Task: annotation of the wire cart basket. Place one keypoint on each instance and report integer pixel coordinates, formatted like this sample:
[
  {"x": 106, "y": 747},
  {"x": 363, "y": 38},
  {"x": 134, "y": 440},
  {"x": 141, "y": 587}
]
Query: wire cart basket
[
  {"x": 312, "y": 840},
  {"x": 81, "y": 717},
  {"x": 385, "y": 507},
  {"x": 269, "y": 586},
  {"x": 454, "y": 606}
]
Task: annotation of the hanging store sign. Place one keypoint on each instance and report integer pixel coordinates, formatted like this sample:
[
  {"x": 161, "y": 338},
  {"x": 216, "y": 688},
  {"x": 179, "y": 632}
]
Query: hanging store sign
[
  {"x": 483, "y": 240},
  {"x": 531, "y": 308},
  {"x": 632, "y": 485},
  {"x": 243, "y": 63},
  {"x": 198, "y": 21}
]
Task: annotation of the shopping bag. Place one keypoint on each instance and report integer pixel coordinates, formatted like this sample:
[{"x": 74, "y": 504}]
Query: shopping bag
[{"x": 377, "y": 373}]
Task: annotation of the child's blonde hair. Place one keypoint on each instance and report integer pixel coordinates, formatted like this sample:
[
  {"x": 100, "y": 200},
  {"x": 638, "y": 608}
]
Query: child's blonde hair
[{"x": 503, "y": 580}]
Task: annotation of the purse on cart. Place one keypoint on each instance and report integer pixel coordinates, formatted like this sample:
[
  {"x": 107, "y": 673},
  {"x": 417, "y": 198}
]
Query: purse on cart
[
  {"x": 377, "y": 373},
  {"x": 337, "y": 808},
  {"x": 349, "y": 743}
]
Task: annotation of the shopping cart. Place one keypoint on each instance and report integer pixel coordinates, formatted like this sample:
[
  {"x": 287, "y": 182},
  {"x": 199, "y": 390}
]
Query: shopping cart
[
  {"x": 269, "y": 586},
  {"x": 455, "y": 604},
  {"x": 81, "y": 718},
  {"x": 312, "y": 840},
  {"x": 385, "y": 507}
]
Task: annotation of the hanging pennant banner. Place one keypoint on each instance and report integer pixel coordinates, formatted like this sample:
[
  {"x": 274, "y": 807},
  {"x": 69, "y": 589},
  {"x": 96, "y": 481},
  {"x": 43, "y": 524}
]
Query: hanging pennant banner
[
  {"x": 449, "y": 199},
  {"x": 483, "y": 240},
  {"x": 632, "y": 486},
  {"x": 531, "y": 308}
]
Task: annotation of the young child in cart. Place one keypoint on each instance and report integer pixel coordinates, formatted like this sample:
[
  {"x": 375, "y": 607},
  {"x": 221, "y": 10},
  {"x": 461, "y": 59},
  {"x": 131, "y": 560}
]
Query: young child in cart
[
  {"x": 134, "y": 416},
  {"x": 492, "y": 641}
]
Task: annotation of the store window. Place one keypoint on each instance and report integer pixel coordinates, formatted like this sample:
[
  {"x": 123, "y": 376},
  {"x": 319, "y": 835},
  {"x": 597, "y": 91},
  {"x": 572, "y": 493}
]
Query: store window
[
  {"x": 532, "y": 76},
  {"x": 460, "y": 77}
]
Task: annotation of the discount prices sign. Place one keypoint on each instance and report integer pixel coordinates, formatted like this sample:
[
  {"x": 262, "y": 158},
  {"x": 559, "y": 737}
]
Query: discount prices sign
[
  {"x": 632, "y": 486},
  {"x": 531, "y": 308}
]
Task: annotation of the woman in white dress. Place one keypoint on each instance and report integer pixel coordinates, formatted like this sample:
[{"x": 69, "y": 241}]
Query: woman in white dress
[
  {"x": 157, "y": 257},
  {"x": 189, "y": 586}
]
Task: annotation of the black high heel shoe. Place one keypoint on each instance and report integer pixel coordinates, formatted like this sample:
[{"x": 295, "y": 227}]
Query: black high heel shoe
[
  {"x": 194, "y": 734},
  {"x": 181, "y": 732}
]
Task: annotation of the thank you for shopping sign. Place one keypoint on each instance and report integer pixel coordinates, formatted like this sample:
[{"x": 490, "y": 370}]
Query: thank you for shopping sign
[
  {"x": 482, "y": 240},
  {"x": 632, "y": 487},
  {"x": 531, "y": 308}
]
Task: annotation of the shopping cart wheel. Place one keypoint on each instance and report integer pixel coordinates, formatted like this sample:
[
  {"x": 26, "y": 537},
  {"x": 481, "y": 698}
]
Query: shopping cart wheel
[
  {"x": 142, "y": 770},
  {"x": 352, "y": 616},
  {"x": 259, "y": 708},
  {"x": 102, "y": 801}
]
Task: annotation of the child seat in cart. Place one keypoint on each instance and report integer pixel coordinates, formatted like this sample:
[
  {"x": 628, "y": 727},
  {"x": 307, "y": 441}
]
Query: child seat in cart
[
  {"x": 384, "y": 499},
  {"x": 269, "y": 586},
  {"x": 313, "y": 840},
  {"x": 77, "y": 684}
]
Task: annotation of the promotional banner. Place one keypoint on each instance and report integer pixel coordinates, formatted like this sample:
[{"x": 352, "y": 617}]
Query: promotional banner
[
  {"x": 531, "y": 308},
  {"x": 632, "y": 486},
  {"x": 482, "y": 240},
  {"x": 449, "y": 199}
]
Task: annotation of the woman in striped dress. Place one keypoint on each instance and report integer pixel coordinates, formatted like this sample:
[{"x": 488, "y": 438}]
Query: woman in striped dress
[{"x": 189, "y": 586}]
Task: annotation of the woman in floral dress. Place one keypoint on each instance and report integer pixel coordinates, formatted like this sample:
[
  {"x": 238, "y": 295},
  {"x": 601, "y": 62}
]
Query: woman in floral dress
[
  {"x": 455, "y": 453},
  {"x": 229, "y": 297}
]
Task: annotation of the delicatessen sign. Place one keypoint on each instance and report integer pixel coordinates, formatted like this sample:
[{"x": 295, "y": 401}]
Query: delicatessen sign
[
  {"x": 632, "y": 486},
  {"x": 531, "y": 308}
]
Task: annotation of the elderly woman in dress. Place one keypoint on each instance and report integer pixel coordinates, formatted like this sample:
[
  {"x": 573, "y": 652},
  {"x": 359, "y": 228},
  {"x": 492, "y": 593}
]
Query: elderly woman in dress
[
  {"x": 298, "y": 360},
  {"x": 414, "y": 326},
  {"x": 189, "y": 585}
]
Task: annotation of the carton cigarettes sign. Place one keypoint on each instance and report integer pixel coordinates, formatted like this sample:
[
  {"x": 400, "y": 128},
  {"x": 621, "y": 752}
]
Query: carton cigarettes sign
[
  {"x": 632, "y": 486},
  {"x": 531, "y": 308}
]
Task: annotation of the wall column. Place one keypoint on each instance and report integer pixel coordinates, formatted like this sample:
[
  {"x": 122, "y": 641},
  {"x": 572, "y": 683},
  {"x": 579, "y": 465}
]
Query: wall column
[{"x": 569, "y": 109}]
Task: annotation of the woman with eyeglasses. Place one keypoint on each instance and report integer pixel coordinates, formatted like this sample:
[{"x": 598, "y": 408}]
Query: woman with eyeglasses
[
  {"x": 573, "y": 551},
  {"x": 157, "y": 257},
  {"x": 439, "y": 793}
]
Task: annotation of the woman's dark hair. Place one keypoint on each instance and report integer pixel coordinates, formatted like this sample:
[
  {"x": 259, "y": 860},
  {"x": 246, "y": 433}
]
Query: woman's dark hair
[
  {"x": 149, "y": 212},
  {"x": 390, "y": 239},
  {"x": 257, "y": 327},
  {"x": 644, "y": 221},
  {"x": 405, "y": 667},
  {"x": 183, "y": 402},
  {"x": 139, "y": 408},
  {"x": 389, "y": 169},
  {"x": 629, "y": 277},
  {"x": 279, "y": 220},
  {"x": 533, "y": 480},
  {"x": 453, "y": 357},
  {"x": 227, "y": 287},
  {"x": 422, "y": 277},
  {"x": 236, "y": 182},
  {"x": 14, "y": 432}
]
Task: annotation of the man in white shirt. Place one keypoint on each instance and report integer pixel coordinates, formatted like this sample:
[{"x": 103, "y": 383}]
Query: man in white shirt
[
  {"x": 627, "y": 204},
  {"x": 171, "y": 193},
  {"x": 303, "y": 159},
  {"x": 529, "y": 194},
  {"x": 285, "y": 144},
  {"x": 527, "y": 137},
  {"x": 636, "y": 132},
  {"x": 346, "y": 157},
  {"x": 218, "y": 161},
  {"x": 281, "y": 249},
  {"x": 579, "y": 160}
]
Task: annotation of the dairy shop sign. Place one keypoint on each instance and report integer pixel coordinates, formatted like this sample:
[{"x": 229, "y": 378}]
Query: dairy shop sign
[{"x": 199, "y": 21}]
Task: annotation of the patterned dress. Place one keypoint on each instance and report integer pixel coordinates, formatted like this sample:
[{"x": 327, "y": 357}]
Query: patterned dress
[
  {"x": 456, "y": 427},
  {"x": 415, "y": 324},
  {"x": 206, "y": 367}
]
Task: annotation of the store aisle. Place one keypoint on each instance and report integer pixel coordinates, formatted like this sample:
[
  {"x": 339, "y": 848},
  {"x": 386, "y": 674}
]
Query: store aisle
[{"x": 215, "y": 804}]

▶ **What the task asks**:
Every line from the one containing "Task: annotation of the dairy" through the last line of the entries must be written out verbatim, and no other line.

▶ **Task answer**:
Task: annotation of the dairy shop sign. Place one keypoint on each instance and report integer pixel coordinates, formatted like this sample:
[{"x": 229, "y": 378}]
Query: dairy shop sign
[{"x": 199, "y": 21}]
Task: annotation of the patterned dress. Place one keypoint on each instance and report integer pixel coordinates, formatted like this sample:
[{"x": 327, "y": 357}]
Query: patterned dress
[
  {"x": 456, "y": 427},
  {"x": 415, "y": 324},
  {"x": 206, "y": 367}
]
Task: annotation of the store aisle. Place one keypoint on each instance and report integer pixel coordinates, formatted like this sample:
[
  {"x": 339, "y": 848},
  {"x": 386, "y": 674}
]
Query: store aisle
[{"x": 215, "y": 804}]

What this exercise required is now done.